▶ _Set task_: Pick out every line of the listing that contains the string "chrome" and copy each one in full.

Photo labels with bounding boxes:
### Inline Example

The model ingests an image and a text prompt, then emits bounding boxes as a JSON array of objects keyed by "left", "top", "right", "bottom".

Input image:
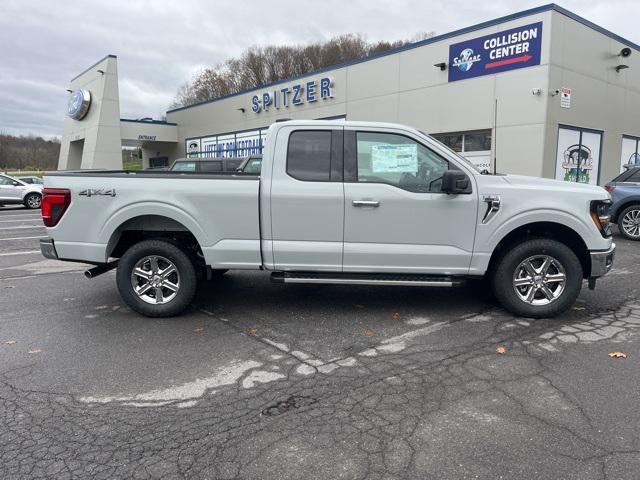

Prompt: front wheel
[
  {"left": 24, "top": 193, "right": 42, "bottom": 209},
  {"left": 116, "top": 240, "right": 197, "bottom": 317},
  {"left": 618, "top": 205, "right": 640, "bottom": 240},
  {"left": 492, "top": 239, "right": 582, "bottom": 318}
]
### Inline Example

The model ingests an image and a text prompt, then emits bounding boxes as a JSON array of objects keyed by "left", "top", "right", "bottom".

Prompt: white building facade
[{"left": 60, "top": 5, "right": 640, "bottom": 184}]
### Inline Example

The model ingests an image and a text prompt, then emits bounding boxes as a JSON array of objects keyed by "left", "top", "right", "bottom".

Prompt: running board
[{"left": 271, "top": 272, "right": 462, "bottom": 287}]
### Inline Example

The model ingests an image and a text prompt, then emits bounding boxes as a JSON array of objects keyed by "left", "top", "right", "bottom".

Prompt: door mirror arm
[{"left": 441, "top": 170, "right": 471, "bottom": 195}]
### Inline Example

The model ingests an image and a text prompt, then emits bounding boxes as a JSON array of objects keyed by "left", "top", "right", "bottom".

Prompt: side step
[{"left": 271, "top": 272, "right": 463, "bottom": 287}]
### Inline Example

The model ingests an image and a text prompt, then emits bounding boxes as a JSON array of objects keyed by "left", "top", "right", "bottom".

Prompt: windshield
[{"left": 420, "top": 131, "right": 482, "bottom": 173}]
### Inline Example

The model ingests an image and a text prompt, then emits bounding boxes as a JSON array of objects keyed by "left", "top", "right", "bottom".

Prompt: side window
[
  {"left": 287, "top": 130, "right": 331, "bottom": 182},
  {"left": 200, "top": 161, "right": 222, "bottom": 173},
  {"left": 356, "top": 132, "right": 449, "bottom": 193}
]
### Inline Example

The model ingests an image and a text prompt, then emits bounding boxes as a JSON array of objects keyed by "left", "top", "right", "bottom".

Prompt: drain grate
[{"left": 261, "top": 395, "right": 316, "bottom": 417}]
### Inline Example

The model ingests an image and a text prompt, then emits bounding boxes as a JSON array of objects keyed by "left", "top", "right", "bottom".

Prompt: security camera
[{"left": 618, "top": 47, "right": 631, "bottom": 58}]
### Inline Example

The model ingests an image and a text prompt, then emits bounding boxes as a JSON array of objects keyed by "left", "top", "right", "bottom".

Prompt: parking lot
[{"left": 0, "top": 207, "right": 640, "bottom": 480}]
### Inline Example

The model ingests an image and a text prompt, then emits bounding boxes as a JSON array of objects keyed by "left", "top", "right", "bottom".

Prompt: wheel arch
[
  {"left": 487, "top": 222, "right": 591, "bottom": 278},
  {"left": 611, "top": 197, "right": 640, "bottom": 224},
  {"left": 106, "top": 214, "right": 202, "bottom": 258}
]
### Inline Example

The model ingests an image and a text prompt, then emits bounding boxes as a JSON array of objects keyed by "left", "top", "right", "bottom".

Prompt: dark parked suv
[{"left": 604, "top": 167, "right": 640, "bottom": 240}]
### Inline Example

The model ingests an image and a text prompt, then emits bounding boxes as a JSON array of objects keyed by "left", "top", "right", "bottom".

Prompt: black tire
[
  {"left": 24, "top": 193, "right": 42, "bottom": 210},
  {"left": 116, "top": 240, "right": 197, "bottom": 317},
  {"left": 491, "top": 238, "right": 583, "bottom": 318},
  {"left": 618, "top": 204, "right": 640, "bottom": 241}
]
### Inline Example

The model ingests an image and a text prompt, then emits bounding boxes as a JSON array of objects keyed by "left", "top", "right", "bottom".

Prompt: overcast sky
[{"left": 0, "top": 0, "right": 640, "bottom": 137}]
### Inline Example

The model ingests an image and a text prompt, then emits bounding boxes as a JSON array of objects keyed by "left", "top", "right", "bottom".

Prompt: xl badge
[{"left": 78, "top": 188, "right": 116, "bottom": 197}]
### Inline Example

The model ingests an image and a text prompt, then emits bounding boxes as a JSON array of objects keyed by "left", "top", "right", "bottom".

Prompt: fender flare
[
  {"left": 485, "top": 208, "right": 597, "bottom": 252},
  {"left": 98, "top": 202, "right": 211, "bottom": 248}
]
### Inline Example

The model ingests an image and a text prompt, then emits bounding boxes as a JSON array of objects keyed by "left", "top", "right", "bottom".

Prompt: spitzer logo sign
[{"left": 449, "top": 22, "right": 542, "bottom": 82}]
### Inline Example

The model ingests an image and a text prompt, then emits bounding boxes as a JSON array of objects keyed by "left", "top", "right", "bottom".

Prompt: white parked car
[
  {"left": 41, "top": 120, "right": 615, "bottom": 317},
  {"left": 0, "top": 175, "right": 43, "bottom": 208}
]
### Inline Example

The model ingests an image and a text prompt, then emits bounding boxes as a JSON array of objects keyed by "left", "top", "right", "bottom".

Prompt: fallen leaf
[{"left": 609, "top": 352, "right": 627, "bottom": 358}]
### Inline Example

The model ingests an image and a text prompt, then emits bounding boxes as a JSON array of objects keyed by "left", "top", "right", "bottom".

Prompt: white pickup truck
[{"left": 41, "top": 121, "right": 615, "bottom": 317}]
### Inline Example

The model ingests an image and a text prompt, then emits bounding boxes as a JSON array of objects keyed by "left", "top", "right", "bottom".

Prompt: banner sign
[{"left": 449, "top": 22, "right": 542, "bottom": 82}]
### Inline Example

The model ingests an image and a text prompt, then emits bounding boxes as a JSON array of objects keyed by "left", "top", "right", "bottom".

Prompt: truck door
[
  {"left": 343, "top": 128, "right": 478, "bottom": 275},
  {"left": 269, "top": 125, "right": 344, "bottom": 271}
]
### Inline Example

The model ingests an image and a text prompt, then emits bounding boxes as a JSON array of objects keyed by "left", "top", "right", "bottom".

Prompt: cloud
[{"left": 0, "top": 0, "right": 640, "bottom": 136}]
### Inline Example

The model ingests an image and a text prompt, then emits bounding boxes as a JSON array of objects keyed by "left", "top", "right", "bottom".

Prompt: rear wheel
[
  {"left": 492, "top": 239, "right": 582, "bottom": 318},
  {"left": 24, "top": 193, "right": 42, "bottom": 209},
  {"left": 116, "top": 240, "right": 197, "bottom": 317},
  {"left": 618, "top": 205, "right": 640, "bottom": 240}
]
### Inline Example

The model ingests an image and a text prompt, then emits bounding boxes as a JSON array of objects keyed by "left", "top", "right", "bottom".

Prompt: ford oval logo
[{"left": 67, "top": 89, "right": 91, "bottom": 120}]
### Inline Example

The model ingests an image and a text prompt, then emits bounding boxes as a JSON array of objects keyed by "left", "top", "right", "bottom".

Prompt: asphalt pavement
[{"left": 0, "top": 207, "right": 640, "bottom": 480}]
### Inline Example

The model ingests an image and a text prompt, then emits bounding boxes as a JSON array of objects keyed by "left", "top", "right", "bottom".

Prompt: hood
[{"left": 502, "top": 175, "right": 609, "bottom": 199}]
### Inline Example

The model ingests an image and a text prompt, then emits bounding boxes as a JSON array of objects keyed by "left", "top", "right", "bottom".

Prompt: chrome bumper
[
  {"left": 589, "top": 243, "right": 616, "bottom": 278},
  {"left": 40, "top": 238, "right": 58, "bottom": 260}
]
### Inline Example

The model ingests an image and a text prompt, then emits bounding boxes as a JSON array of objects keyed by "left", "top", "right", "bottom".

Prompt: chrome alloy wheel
[
  {"left": 131, "top": 255, "right": 180, "bottom": 305},
  {"left": 620, "top": 209, "right": 640, "bottom": 238},
  {"left": 513, "top": 255, "right": 567, "bottom": 305},
  {"left": 27, "top": 195, "right": 42, "bottom": 208}
]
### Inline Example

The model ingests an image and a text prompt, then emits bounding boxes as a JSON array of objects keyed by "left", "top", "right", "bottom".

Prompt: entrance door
[
  {"left": 265, "top": 126, "right": 344, "bottom": 271},
  {"left": 343, "top": 130, "right": 478, "bottom": 275}
]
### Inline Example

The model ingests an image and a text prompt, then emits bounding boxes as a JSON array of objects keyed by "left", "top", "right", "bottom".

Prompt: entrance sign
[
  {"left": 560, "top": 87, "right": 571, "bottom": 108},
  {"left": 449, "top": 22, "right": 542, "bottom": 82}
]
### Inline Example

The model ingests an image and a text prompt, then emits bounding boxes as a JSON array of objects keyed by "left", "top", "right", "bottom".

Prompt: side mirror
[{"left": 442, "top": 170, "right": 471, "bottom": 195}]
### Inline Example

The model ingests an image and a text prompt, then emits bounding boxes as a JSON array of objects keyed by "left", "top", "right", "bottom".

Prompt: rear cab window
[{"left": 286, "top": 129, "right": 343, "bottom": 182}]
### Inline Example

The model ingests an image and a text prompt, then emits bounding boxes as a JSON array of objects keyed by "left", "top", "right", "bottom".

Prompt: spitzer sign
[{"left": 449, "top": 22, "right": 542, "bottom": 82}]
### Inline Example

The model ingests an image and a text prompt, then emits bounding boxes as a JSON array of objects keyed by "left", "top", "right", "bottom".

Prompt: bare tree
[{"left": 172, "top": 32, "right": 434, "bottom": 107}]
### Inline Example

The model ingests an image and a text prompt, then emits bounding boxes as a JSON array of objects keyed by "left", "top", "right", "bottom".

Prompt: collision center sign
[{"left": 449, "top": 22, "right": 542, "bottom": 82}]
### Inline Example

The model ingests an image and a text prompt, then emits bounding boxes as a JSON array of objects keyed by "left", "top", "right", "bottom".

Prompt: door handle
[{"left": 351, "top": 200, "right": 380, "bottom": 207}]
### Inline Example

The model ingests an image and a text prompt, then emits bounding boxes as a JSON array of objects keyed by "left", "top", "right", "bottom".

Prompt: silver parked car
[{"left": 0, "top": 175, "right": 43, "bottom": 208}]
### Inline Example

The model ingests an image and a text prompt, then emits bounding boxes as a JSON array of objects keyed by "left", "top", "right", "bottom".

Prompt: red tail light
[{"left": 42, "top": 188, "right": 71, "bottom": 227}]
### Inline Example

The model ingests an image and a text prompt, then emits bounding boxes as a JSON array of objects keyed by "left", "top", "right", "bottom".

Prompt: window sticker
[{"left": 371, "top": 143, "right": 418, "bottom": 173}]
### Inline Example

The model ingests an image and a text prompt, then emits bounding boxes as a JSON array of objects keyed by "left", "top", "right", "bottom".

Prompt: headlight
[{"left": 591, "top": 200, "right": 612, "bottom": 238}]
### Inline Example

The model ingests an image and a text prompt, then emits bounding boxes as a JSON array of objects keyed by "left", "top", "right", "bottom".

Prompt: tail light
[
  {"left": 591, "top": 200, "right": 612, "bottom": 238},
  {"left": 42, "top": 188, "right": 71, "bottom": 227}
]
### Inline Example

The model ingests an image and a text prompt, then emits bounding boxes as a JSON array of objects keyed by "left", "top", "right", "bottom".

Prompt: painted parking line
[
  {"left": 0, "top": 235, "right": 48, "bottom": 242},
  {"left": 0, "top": 250, "right": 41, "bottom": 257},
  {"left": 0, "top": 225, "right": 44, "bottom": 230}
]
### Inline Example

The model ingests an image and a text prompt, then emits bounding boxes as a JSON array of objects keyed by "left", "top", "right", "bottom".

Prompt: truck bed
[{"left": 44, "top": 170, "right": 261, "bottom": 268}]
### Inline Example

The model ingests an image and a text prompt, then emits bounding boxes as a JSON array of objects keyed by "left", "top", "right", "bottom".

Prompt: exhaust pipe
[{"left": 84, "top": 261, "right": 118, "bottom": 278}]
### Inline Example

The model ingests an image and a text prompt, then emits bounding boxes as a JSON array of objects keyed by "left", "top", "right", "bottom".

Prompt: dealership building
[{"left": 59, "top": 5, "right": 640, "bottom": 184}]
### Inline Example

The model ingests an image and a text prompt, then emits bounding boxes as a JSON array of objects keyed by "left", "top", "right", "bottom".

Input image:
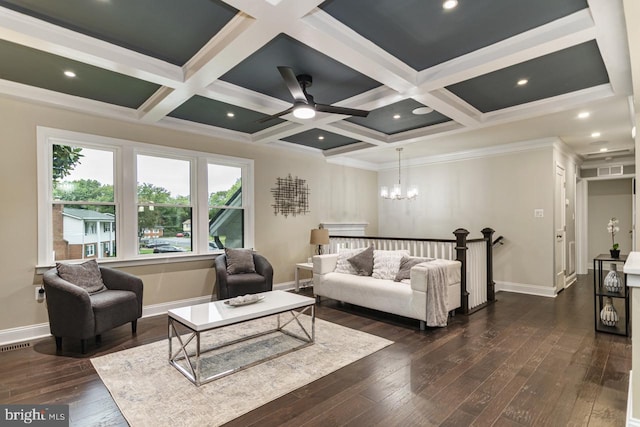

▶ _Full answer_:
Prompt: chrome bumper
Prompt: chrome alloy wheel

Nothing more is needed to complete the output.